> _WORK INSTRUCTIONS_:
Of the entries below, return exactly those lines that fall between the one containing "Place a point on the black window" and the one containing "<point>419,101</point>", the two end lines included.

(Referring expression pointing data)
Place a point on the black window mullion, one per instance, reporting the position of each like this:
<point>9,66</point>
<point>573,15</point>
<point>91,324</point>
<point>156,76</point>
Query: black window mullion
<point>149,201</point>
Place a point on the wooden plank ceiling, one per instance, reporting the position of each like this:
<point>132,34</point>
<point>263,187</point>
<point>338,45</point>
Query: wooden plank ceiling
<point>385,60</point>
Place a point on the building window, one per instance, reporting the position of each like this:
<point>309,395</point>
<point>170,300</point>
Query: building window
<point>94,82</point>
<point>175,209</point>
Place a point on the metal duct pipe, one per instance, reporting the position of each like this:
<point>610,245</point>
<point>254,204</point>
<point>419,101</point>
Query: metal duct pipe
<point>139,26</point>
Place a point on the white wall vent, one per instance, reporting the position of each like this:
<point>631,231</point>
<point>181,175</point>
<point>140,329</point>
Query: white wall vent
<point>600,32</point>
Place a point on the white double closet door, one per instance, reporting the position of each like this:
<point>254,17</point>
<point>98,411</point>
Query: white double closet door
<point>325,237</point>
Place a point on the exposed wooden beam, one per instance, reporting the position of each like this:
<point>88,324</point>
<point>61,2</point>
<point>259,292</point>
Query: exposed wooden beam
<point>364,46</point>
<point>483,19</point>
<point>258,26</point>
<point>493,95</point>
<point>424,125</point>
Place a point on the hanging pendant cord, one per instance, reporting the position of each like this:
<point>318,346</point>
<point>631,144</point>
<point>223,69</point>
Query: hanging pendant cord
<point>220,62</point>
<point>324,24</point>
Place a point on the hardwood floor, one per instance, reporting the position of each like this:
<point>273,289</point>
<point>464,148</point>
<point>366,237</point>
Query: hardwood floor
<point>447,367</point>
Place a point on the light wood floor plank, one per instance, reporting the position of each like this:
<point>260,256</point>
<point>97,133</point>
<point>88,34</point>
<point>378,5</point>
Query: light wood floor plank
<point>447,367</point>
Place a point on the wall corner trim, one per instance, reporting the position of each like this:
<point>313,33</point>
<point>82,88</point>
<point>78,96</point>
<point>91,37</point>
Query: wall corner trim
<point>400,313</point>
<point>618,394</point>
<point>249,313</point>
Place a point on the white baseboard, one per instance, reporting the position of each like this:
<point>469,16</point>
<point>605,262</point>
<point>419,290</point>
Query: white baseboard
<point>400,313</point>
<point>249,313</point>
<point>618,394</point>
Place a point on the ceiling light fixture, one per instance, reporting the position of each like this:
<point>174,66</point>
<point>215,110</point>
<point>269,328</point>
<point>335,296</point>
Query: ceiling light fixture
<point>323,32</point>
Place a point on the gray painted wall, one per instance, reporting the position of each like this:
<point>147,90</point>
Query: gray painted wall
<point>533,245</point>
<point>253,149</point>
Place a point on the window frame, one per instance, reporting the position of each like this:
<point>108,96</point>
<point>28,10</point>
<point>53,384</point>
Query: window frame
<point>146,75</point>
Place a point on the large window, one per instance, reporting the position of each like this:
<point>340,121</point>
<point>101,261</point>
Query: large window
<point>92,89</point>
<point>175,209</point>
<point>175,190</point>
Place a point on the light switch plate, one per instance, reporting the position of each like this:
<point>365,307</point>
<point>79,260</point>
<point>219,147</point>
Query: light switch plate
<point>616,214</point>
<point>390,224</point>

* * *

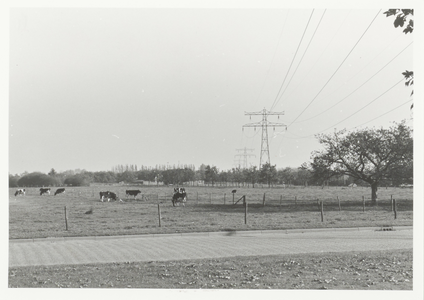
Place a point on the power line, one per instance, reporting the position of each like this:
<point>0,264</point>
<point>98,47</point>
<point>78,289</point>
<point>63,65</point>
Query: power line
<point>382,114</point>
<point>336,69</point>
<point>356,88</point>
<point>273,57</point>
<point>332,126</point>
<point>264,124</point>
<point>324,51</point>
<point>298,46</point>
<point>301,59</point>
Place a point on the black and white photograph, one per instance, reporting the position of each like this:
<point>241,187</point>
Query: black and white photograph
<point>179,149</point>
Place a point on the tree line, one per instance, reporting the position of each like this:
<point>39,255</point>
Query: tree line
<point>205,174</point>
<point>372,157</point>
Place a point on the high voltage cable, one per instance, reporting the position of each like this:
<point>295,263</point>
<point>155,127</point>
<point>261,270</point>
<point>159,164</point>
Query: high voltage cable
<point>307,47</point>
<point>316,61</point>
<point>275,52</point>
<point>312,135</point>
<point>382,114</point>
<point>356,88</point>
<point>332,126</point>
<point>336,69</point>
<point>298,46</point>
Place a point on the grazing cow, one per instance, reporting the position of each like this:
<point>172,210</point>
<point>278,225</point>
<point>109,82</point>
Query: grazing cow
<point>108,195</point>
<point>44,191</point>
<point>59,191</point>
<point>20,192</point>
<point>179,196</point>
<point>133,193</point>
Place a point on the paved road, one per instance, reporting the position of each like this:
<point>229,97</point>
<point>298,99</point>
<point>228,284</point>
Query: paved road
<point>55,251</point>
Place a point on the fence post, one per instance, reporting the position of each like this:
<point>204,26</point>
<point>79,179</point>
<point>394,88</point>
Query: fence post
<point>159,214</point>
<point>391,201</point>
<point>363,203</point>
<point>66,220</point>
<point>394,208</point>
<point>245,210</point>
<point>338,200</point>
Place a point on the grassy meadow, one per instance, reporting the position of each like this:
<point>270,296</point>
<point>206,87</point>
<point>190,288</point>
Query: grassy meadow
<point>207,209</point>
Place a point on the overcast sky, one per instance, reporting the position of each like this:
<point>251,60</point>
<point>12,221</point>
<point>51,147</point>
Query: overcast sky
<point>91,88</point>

> _OUTPUT OF THE EXERCISE_:
Place a point on the black window mullion, one per instance, reporting the position of each like this:
<point>9,66</point>
<point>573,15</point>
<point>91,324</point>
<point>156,76</point>
Query: black window mullion
<point>149,201</point>
Place a point on the wooden plank ceiling, one per instance, reporting the position of each like this:
<point>132,34</point>
<point>263,187</point>
<point>338,45</point>
Query: wooden plank ceiling
<point>385,60</point>
Place a point on the building window, one per instance, reporting the position of each like this:
<point>309,395</point>
<point>170,300</point>
Query: building window
<point>94,82</point>
<point>175,209</point>
Place a point on the metal duct pipe, one per instance, reporting the position of each like this:
<point>610,245</point>
<point>254,204</point>
<point>419,101</point>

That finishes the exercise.